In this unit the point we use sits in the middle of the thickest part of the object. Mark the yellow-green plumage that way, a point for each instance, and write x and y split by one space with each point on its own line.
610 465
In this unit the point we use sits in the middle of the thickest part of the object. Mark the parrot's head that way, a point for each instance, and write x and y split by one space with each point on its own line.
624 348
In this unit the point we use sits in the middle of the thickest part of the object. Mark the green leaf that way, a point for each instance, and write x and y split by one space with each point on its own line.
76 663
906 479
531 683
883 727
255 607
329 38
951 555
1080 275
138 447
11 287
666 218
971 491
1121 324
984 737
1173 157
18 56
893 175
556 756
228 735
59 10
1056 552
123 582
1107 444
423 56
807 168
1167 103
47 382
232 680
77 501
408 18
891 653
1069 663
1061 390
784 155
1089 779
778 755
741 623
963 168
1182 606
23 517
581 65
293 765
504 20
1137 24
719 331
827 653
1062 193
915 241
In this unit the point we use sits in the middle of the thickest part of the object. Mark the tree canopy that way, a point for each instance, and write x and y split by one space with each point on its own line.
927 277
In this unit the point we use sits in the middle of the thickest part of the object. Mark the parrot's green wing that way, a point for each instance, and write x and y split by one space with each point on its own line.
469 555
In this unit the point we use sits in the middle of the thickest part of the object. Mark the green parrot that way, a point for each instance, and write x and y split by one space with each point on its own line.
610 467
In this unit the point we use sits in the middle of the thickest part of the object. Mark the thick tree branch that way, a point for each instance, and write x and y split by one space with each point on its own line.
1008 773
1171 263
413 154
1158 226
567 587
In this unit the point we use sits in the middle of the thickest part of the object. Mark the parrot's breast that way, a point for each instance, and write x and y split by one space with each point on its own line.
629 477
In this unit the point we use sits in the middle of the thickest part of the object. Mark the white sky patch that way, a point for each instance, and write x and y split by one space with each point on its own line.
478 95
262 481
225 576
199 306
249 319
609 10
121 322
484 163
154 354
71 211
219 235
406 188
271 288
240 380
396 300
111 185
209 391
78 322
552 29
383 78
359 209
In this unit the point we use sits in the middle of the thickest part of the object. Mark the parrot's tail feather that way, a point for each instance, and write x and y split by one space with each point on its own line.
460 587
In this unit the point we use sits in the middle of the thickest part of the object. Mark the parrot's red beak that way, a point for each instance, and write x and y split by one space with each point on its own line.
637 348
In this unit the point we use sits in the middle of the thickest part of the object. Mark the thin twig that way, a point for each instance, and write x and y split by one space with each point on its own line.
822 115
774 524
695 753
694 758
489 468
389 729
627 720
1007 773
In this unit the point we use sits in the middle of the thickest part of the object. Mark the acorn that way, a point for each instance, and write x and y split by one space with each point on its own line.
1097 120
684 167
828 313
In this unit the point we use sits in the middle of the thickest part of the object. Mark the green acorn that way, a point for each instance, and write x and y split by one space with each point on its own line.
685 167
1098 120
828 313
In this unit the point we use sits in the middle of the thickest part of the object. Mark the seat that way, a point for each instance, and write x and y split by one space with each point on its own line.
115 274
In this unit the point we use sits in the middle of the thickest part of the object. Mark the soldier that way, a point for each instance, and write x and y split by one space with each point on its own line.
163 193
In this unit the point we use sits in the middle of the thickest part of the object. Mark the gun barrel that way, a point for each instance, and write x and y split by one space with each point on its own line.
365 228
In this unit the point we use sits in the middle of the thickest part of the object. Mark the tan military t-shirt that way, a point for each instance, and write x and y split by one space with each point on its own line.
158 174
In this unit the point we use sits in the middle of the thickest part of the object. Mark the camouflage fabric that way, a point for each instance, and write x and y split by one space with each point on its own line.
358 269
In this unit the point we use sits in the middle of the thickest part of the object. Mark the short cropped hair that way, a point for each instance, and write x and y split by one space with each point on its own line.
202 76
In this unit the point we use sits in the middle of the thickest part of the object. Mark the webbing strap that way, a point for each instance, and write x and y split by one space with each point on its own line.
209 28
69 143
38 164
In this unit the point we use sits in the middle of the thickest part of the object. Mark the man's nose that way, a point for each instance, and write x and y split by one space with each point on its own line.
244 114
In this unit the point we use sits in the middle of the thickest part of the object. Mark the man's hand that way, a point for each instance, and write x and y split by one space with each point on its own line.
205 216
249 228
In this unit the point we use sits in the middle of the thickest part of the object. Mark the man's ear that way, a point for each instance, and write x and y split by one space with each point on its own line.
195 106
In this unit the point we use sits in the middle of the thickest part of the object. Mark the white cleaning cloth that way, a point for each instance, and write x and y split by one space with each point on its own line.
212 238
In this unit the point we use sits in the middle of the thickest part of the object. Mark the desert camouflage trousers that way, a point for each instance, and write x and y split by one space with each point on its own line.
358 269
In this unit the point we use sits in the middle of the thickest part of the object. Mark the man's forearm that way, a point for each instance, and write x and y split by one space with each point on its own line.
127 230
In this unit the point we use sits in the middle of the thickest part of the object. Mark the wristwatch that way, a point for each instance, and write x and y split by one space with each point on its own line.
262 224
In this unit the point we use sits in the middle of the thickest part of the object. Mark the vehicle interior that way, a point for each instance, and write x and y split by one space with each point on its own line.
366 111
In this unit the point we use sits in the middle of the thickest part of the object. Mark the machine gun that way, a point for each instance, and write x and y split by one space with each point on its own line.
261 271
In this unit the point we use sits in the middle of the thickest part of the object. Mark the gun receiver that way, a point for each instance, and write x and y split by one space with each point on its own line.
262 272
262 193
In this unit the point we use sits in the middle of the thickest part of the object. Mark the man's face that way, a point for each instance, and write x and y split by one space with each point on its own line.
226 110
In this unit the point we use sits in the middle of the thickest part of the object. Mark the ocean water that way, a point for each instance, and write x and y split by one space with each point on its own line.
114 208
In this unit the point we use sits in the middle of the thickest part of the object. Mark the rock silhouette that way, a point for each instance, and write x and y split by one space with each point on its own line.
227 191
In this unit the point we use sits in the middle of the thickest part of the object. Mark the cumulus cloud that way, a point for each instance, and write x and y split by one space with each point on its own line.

- **EXERCISE PROMPT**
An exact copy of the listing is the goal. Transcribe it in full.

- **RESULT**
In this unit the point we use sits in the middle of the thickest part of the object. Mark the yellow-green plumage that way, a point for each instance, and write x and y split by one space with each point on its own line.
610 465
In this unit the point we use sits in the middle of the thickest part of the object. Mark the parrot's head that way, a point for each instance, and write x and y split by one space with each point on its own line.
624 348
In this unit the point we use sits in the middle of the thickest part of the object. Mark the green leaf that way, a point for each instance, and write x and y split by one space with each point on its own line.
76 663
906 479
531 683
883 727
255 607
329 38
951 555
1080 275
138 447
11 287
666 218
971 491
1121 324
984 737
1173 157
18 56
893 175
556 756
228 735
59 10
1056 552
123 582
1107 444
423 56
807 168
1167 103
47 382
232 680
77 501
408 18
891 653
1069 663
1061 390
784 155
1089 779
778 755
741 623
963 168
1182 606
23 517
581 65
293 765
504 20
1137 24
719 331
827 653
1062 193
915 241
In this unit the point we use sits in the middle of the thickest part of the object. Mark the tree canopy that way, a point for each instance, and write x and y split by one space with each point on its own line.
927 277
In this unit the point we use sits in the middle of the thickest part of the object. Mark the parrot's green wing that way, a point for each instance, and write x and y split by one space with each point on its own line.
469 555
In this unit the point we use sits in the middle of the thickest part of the object. Mark the green parrot that way, a point for each instance, and write x and y split by one space with each point on its own line.
610 467
In this unit the point we use sits in the middle of the thickest part of the object. Mark the thick tree branch that way, a point for each instance, and write x and y split by one space with each point on its own line.
1008 773
1171 263
413 154
1158 226
567 587
In this unit the point we use sits in the middle of the thickest part of the object. Mark the parrot's breast that way, a point for each instance, and write x and y split by one space with each point on its own line.
629 477
In this unit the point we use sits in the middle of the thickest part of the object. Mark the white sky patch that way, a point for each instance, and write x and y split by one space with each point on its own line.
478 95
262 481
225 576
199 306
249 319
609 10
121 322
484 163
154 354
71 211
219 235
406 188
271 288
240 380
396 300
111 185
209 391
78 322
552 29
383 78
359 209
In this unit the point we use sits in the middle of the thickest part of the object. Mark the parrot's tail feather that way, a point for each instance, and write x and y split by one space with each point on its own line.
460 587
In this unit the point we use sits in the middle of the thickest part of the object. Mark the parrot's red beak that way, a point for each instance, and write x and y split by one space with each point on its own line.
637 348
In this unit the point we use sits in the middle of the thickest part of the object. Mark the thin twig that way, a point for each instance, and write x and y split by one space with each point on its own line.
822 115
774 524
695 753
694 758
489 468
389 729
627 720
1007 773
In this unit the point we use sits in the middle of the thickest part of the object. Mark the acorn that way, a point for each instance, and write x and y split by one space with each point on its own line.
1097 120
684 167
828 313
In this unit the point we use sits in the middle of the thickest part of the object. Mark the green acorn that way, a point for each instance, and write x and y split by one space with each point on its own line.
685 167
1098 120
828 313
In this unit the point we use sits in the middle of the thickest part of the object. Mark the seat that way, a point for each instance, and write x and y split by one space with each point on its own line.
115 274
In this unit the point we use sits in the middle of the thickest part of the object. Mark the soldier that way, a point for each instance, and write x and y split by one space with each point on its own line.
163 193
In this unit the point we use sits in the middle of the thickest part of the object. Mark the gun barrel that way, a point for each instance, and write x and y split by one space with each point on its own line.
365 228
In this unit the point we use sits in the middle of the thickest part of the object. Mark the tan military t-shirt that way, a point for each instance, and write x and y split by one space with each point on its own line.
158 174
In this unit the point we use sits in the middle of the thickest part of the object. Mark the camouflage fabric that way, a point for each instance, and write x and y split by one space with each point on its own line.
358 269
In this unit the point we use sits in the middle of the thickest part of the object. Mark the short cropped hair that way, a point for each instance, and write x and y split by one space with each point on its own line.
202 76
In this unit the point we use sits in the middle of the thickest part of the object. Mark the webbing strap that way, a point for each instance, and write x and y split by one space with each point on its own line.
209 28
69 143
38 164
In this unit the point we use sits in the middle of the thickest part of the object. Mark the man's nose that way, a point for each instance, and write x and y split by one space with each point on its own line.
244 114
In this unit the point we use sits in the middle of the thickest part of the object. Mark the man's hand that way, a point for each instance, and write x and y split by one space with each point on its own line.
205 216
249 228
In this unit the point we use sits in the middle of the thickest part of the object. Mark the man's ear that way, a point for each instance, and write x and y split by one space with each point on its own line.
195 106
In this unit the point we use sits in the middle of the thickest part of the object. Mark the white cleaning cloth that way, a point for each instance, and write x and y split by one space with each point on its own line.
212 238
In this unit the point we use sits in the middle of the thickest part of the object. Mark the desert camouflage trousers that way, a point for each instance, and write x and y split by one space with each point on its own line.
358 269
In this unit the point we use sits in the middle of the thickest part of the object. Mark the man's forearm that way, a point for each instance, and write x and y split by one space with each point on its own line.
127 230
In this unit the point we use sits in the middle of the thickest part of the object. Mark the wristwatch that way, a point for each instance, and write x and y split by one space with each point on its own line.
262 224
In this unit the point we use sits in the middle of the thickest part of the object. Mark the vehicle interior that way, a point for each instance, and write x and y split by one space with each point on its own line.
366 111
In this unit the point we use sits in the middle of the thickest part of the object. Mark the machine gun that way, a point for each instance, and write x and y split by one space with each point on its own line.
261 271
In this unit the point we use sits in the middle of the thickest part of the object. Mark the gun receiver that way, a point for each instance, and write x and y split by one space with each point on its own line.
262 272
262 193
In this unit the point we use sits in the middle of the thickest part of the object. Mark the man's face that way, a point for each instance, and write x and y split by one space with each point on its own line.
226 110
In this unit the point we use sits in the middle of the thickest part of the object. Mark the ocean water that way, a point for each instance, and write x and y split by one space with each point on its own line.
114 208
In this unit the point we use sits in the middle of the thickest part of the object. Mark the rock silhouette that way, a point for each instance, and write x and y split by one space with each point on its own line.
227 191
In this unit the point we use sits in the middle of the thickest part of the object. Mark the cumulus cloud that way, a point for each instance, and write x and y split by one space with each point on its own line.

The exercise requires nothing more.